(Required work):
When the string "gerbera" appears in a line of the records, show the whole line.

Provided entries Block Start

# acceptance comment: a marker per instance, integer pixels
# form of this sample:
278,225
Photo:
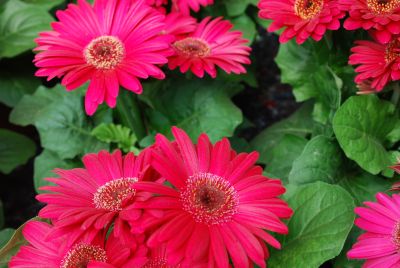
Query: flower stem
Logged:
129,113
396,94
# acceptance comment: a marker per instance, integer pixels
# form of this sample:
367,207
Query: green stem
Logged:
396,94
129,113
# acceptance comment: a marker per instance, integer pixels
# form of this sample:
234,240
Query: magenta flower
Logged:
211,44
62,252
378,63
380,244
113,43
86,201
301,19
220,204
381,17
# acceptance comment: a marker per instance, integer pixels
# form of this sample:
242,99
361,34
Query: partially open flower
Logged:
380,16
63,252
211,44
86,45
377,62
89,200
220,204
301,19
380,244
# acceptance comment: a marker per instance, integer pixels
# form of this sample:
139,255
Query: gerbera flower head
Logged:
179,25
88,200
62,252
380,244
301,19
184,6
211,44
113,43
220,204
377,62
381,17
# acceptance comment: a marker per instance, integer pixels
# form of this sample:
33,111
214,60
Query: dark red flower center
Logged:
308,9
111,195
210,199
81,254
104,52
382,6
192,48
392,51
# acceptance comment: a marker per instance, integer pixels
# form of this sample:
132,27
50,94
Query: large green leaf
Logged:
44,165
47,4
196,106
320,160
118,134
60,119
14,86
318,229
361,126
283,154
299,124
15,150
20,24
297,63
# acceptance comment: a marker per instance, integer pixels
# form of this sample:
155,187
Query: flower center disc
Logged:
392,51
308,9
382,6
210,199
111,195
192,48
104,52
80,255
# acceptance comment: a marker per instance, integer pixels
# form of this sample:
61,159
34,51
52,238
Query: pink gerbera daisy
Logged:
379,63
382,17
113,43
301,19
212,43
381,243
62,252
179,25
91,199
220,204
184,6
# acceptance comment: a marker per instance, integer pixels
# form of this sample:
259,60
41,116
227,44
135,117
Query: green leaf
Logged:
15,150
320,160
14,86
60,119
318,229
47,4
246,25
297,63
361,126
20,24
12,247
299,124
283,154
5,236
121,135
197,106
44,165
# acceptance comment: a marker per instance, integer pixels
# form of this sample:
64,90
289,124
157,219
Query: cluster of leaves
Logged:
332,153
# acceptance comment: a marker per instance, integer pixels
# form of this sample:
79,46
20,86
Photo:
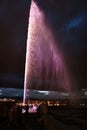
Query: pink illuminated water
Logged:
44,68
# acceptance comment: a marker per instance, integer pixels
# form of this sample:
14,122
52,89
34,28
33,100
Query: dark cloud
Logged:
68,22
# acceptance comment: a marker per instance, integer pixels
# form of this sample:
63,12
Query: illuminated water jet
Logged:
44,68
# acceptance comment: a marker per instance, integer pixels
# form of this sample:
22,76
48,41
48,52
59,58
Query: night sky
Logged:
68,22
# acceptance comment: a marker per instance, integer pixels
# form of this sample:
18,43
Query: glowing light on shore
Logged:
44,66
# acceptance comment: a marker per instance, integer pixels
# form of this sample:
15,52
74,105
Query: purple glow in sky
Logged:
44,68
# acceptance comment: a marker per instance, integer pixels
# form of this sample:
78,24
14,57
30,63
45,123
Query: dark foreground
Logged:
66,118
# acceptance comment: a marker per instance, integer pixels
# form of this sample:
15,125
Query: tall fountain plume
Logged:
45,68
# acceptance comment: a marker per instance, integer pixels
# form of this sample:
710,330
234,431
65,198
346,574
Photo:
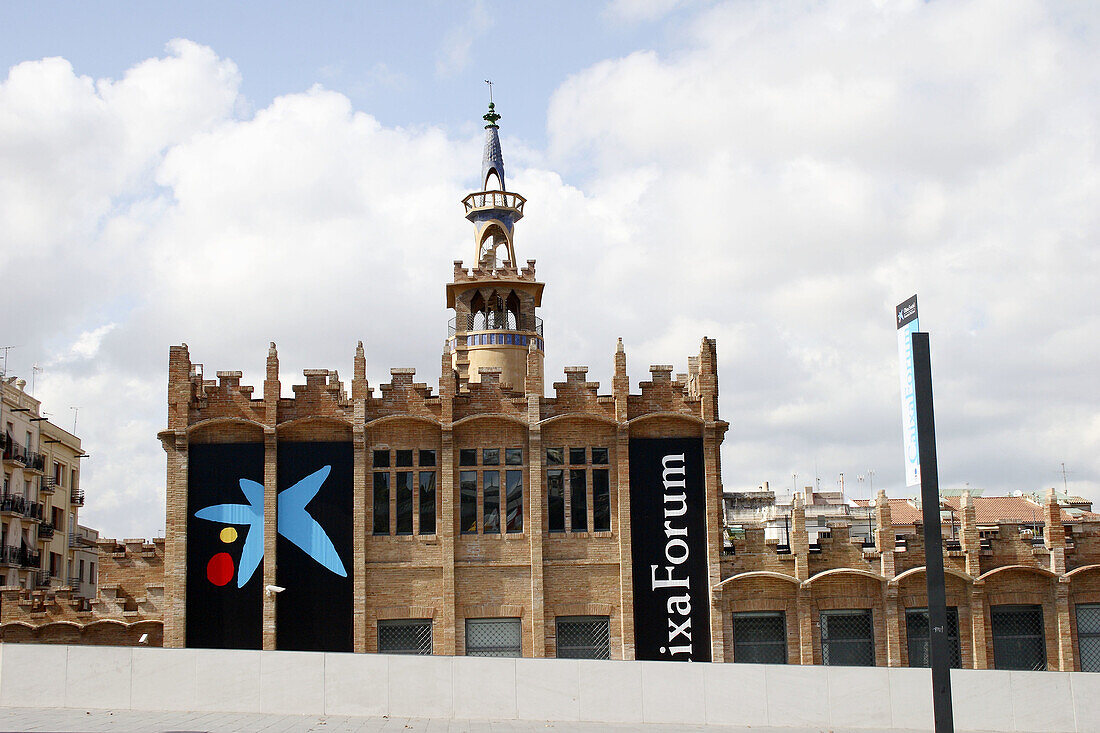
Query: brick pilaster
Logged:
1066,662
359,527
978,628
626,577
893,631
804,605
271,533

Provided entries Block End

(Solution for this task):
Query: gerbera flower head
Query: pink gerbera daisy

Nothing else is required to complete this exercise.